* [TRY IT]: Each line from the one that contains "In this picture, where can the orange" through the end of the entries should be repeated exactly, with nothing added.

[Records from a collection]
┄┄┄┄┄┄
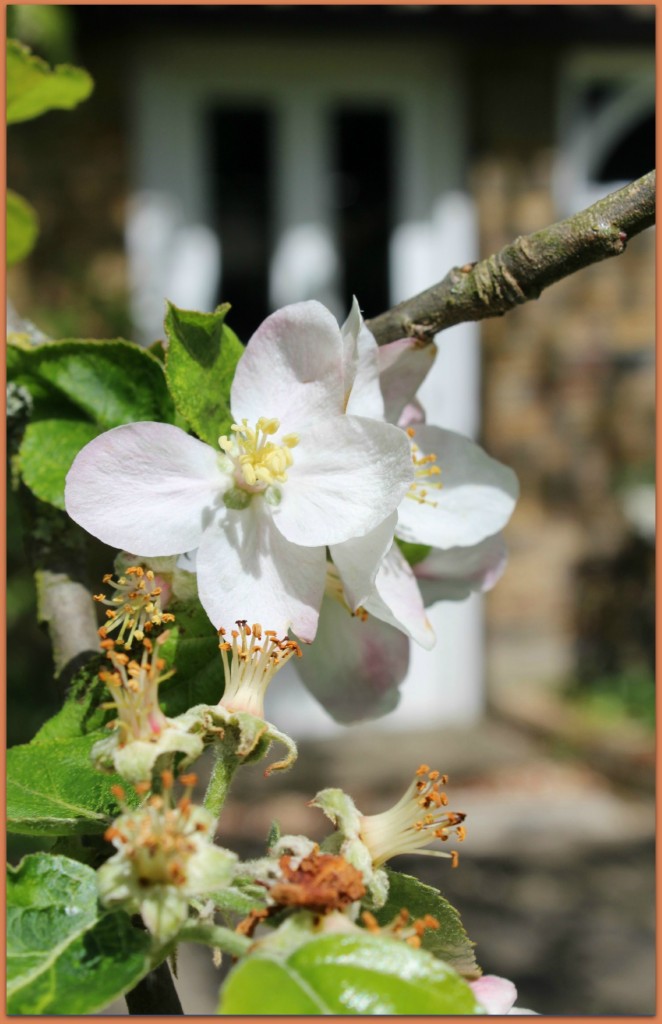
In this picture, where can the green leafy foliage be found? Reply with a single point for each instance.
(347, 974)
(33, 87)
(200, 365)
(193, 649)
(23, 227)
(80, 388)
(52, 788)
(450, 942)
(64, 954)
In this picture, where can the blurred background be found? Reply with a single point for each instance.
(262, 155)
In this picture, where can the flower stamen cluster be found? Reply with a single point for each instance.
(135, 607)
(258, 462)
(165, 857)
(256, 655)
(133, 686)
(402, 927)
(416, 819)
(425, 469)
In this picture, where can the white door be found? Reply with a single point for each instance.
(270, 171)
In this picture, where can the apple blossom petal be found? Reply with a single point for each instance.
(148, 487)
(403, 367)
(361, 368)
(354, 668)
(496, 994)
(358, 560)
(348, 474)
(456, 572)
(397, 599)
(476, 499)
(247, 569)
(292, 369)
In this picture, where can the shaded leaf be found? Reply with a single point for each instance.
(193, 650)
(347, 974)
(81, 388)
(201, 358)
(34, 87)
(23, 227)
(450, 942)
(46, 454)
(64, 954)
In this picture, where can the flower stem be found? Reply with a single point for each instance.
(225, 765)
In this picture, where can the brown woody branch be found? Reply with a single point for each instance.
(520, 271)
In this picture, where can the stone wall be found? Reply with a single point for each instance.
(569, 402)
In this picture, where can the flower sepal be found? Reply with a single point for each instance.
(249, 736)
(346, 841)
(139, 759)
(165, 859)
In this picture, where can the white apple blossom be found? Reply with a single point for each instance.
(497, 995)
(300, 470)
(459, 499)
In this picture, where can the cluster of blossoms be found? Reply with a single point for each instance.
(294, 517)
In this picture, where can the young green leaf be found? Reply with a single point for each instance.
(65, 955)
(200, 365)
(347, 974)
(450, 942)
(193, 649)
(33, 87)
(53, 790)
(23, 227)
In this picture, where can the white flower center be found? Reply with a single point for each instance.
(425, 473)
(258, 462)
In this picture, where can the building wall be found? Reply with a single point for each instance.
(568, 393)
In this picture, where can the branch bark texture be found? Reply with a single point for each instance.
(520, 271)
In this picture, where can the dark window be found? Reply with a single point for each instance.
(632, 156)
(241, 176)
(364, 195)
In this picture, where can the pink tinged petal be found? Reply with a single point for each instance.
(496, 994)
(403, 366)
(292, 369)
(354, 668)
(361, 368)
(397, 599)
(453, 574)
(348, 474)
(358, 560)
(476, 499)
(247, 569)
(412, 414)
(148, 487)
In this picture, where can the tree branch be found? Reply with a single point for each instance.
(521, 270)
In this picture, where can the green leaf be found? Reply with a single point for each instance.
(33, 87)
(23, 227)
(53, 790)
(46, 454)
(81, 388)
(81, 714)
(65, 955)
(414, 553)
(193, 650)
(202, 355)
(347, 974)
(450, 942)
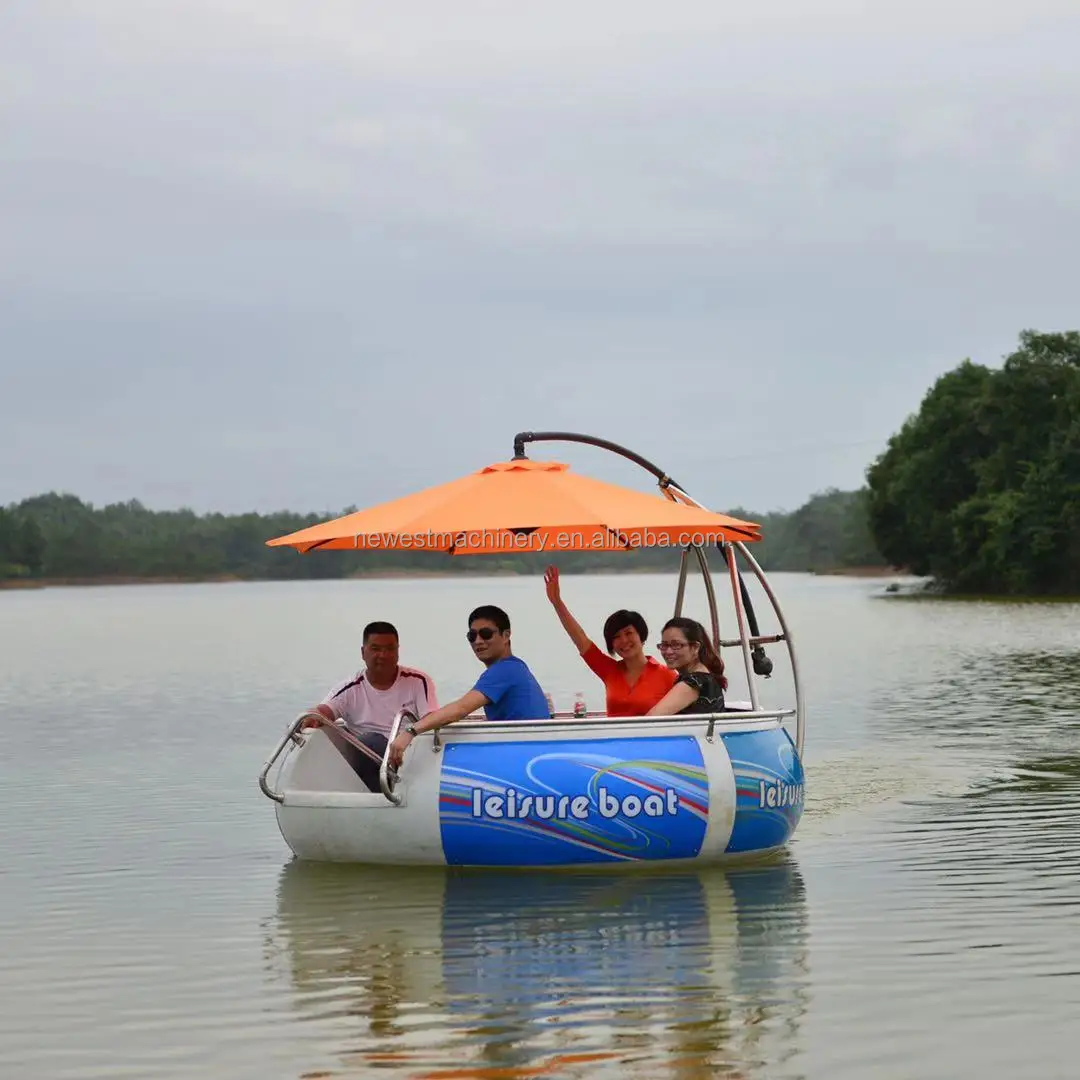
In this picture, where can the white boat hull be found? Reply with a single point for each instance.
(604, 793)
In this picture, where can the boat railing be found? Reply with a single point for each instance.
(311, 718)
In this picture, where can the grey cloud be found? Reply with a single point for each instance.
(258, 256)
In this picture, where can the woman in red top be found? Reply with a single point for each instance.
(634, 683)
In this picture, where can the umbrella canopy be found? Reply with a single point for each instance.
(522, 505)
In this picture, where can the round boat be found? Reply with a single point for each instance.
(566, 791)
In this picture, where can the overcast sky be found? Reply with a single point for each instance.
(258, 254)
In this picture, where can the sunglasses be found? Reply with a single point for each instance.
(665, 646)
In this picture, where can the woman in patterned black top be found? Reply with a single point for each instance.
(701, 680)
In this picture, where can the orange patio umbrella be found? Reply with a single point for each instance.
(523, 505)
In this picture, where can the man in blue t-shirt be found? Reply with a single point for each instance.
(507, 690)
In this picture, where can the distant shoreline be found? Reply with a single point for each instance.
(397, 575)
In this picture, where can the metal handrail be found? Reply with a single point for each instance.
(732, 716)
(385, 770)
(788, 640)
(293, 734)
┄┄┄┄┄┄
* [ANSWER TO THIS PROBLEM]:
In this picture, where can the orange patio umbrella be found? Reply with a single point for each instance.
(523, 505)
In this picture, where can the man in blue t-shirt be found? Reply with a single point for each instance.
(507, 690)
In this picture, where can the distant shoreline be found? Reply with a single point for each instance.
(397, 575)
In this picture, where can the metal handrail be found? Reply with a single point for each instance.
(732, 716)
(385, 770)
(788, 640)
(293, 734)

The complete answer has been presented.